Objective
Write the line that includes "# test: mark one point on the turquoise" and all subsequent lines, exactly as written, and nothing more.

Material provided

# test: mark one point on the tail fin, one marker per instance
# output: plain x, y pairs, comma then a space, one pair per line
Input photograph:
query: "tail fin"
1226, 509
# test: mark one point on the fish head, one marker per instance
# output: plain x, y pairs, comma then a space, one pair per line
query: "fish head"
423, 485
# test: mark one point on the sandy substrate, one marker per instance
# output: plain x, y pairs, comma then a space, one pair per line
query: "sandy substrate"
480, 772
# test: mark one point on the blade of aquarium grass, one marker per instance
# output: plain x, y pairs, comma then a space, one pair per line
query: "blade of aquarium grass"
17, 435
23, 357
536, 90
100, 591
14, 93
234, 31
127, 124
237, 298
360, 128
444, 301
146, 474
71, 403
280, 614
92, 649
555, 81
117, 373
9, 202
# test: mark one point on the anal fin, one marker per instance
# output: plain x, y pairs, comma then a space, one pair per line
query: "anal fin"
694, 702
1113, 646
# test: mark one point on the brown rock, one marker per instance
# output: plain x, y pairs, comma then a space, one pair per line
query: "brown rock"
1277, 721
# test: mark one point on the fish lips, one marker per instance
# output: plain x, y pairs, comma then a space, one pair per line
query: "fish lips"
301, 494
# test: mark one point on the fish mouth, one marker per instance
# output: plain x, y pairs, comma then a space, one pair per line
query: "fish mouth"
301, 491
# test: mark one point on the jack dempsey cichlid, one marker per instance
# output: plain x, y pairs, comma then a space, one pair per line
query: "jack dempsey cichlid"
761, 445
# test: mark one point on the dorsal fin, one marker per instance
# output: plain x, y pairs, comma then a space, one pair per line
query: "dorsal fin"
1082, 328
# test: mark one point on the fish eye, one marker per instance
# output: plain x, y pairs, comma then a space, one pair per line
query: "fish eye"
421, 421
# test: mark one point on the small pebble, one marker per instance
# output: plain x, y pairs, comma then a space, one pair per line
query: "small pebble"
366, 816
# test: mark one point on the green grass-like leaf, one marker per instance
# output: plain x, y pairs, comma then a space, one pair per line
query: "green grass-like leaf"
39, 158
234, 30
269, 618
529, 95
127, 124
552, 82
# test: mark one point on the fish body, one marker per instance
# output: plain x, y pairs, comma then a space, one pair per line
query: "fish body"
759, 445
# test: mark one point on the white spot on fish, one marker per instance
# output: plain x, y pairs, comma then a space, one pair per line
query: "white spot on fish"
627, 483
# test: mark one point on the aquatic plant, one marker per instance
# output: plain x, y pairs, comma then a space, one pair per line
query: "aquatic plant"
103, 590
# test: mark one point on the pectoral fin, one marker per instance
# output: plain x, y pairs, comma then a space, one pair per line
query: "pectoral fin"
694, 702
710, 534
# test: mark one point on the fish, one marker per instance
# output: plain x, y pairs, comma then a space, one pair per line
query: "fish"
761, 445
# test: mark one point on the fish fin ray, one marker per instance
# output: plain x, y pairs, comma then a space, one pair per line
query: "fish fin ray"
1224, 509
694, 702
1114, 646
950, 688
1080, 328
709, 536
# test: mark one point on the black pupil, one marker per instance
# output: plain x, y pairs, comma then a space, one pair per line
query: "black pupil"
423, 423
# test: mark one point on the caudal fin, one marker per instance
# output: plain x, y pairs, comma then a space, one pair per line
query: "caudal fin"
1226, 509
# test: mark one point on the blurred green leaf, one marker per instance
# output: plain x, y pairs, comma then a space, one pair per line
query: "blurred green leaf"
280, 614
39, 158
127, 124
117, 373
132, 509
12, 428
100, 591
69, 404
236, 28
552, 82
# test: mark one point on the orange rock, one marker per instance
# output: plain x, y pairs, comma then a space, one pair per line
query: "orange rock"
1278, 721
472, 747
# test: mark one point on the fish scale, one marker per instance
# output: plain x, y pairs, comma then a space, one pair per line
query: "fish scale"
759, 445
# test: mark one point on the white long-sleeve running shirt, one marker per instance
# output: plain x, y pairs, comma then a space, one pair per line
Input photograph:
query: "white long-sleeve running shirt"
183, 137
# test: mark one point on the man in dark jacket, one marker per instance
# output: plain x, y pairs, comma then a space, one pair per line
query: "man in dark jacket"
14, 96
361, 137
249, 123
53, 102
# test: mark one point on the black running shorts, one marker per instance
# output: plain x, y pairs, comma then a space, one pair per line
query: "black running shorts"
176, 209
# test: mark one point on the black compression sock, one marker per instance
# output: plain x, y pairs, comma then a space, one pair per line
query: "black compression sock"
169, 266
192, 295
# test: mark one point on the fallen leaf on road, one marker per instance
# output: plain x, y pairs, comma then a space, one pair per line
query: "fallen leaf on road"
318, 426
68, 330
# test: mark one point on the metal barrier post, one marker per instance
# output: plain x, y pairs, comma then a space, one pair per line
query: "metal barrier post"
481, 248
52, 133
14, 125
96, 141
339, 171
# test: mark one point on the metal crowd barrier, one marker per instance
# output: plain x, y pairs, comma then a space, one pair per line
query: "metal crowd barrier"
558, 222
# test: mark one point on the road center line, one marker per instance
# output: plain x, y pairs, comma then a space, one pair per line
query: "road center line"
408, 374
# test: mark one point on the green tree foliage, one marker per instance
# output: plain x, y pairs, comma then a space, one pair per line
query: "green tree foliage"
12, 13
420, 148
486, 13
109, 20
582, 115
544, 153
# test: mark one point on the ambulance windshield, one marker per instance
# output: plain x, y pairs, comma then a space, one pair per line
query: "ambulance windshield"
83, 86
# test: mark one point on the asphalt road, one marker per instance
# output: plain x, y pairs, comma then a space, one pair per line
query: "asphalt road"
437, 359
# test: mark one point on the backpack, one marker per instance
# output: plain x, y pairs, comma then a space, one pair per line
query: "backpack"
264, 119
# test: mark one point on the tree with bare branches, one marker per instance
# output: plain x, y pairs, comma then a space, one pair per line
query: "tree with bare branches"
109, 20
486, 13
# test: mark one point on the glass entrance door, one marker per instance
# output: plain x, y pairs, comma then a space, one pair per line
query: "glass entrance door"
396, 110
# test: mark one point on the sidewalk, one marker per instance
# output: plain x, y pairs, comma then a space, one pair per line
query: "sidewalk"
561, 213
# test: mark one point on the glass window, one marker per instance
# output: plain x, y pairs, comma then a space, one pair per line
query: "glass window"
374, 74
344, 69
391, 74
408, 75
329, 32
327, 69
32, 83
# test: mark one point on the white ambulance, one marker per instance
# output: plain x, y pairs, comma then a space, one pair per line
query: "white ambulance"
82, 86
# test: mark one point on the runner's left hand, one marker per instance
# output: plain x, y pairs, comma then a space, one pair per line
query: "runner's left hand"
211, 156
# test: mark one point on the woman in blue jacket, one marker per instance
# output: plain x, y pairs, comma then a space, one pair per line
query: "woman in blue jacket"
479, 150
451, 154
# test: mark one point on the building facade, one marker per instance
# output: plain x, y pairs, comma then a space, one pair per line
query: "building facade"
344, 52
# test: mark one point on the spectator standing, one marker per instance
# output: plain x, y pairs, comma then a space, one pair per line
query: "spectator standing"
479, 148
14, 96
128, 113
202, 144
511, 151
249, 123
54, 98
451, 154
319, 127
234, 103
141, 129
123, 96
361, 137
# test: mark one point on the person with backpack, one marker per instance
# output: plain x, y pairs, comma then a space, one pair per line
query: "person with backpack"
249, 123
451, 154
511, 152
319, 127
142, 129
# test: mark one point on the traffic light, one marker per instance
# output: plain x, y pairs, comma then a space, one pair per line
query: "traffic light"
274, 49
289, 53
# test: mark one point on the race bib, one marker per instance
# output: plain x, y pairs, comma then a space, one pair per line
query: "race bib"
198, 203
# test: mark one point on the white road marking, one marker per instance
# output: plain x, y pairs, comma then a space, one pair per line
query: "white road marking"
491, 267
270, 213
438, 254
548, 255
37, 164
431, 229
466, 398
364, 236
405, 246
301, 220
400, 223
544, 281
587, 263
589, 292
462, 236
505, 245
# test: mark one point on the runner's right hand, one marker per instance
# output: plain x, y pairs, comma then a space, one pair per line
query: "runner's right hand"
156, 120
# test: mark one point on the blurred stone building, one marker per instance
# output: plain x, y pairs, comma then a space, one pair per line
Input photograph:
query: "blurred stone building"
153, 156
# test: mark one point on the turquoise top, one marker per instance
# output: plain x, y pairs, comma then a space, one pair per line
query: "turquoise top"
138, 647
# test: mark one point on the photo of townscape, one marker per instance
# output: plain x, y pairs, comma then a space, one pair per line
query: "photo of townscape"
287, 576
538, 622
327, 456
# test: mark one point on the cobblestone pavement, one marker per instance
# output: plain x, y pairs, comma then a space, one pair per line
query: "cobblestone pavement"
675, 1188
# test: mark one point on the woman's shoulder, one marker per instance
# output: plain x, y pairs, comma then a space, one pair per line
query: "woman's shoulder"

Reply
# test: mark one point on the turquoise top, one marker per instance
# output: plain x, y pairs, comma then a space, one pair per line
query: "turquoise top"
138, 647
# test: mark one point on the photo of townscape, one marker per instance
# output: plain x, y pairs, comma then a space, one pair per line
query: "photo of townscape"
287, 576
538, 622
327, 456
# test: mark one point on the cobblestone pavement, one marker per instance
# output: plain x, y pairs, comma then a space, one pair per line
query: "cobblestone pavement"
675, 1188
# test: mark one point on the woman's shoulder, one marker per instance
# output: plain x, y pairs, comma then a space, one pair per line
query: "woman's shoulder"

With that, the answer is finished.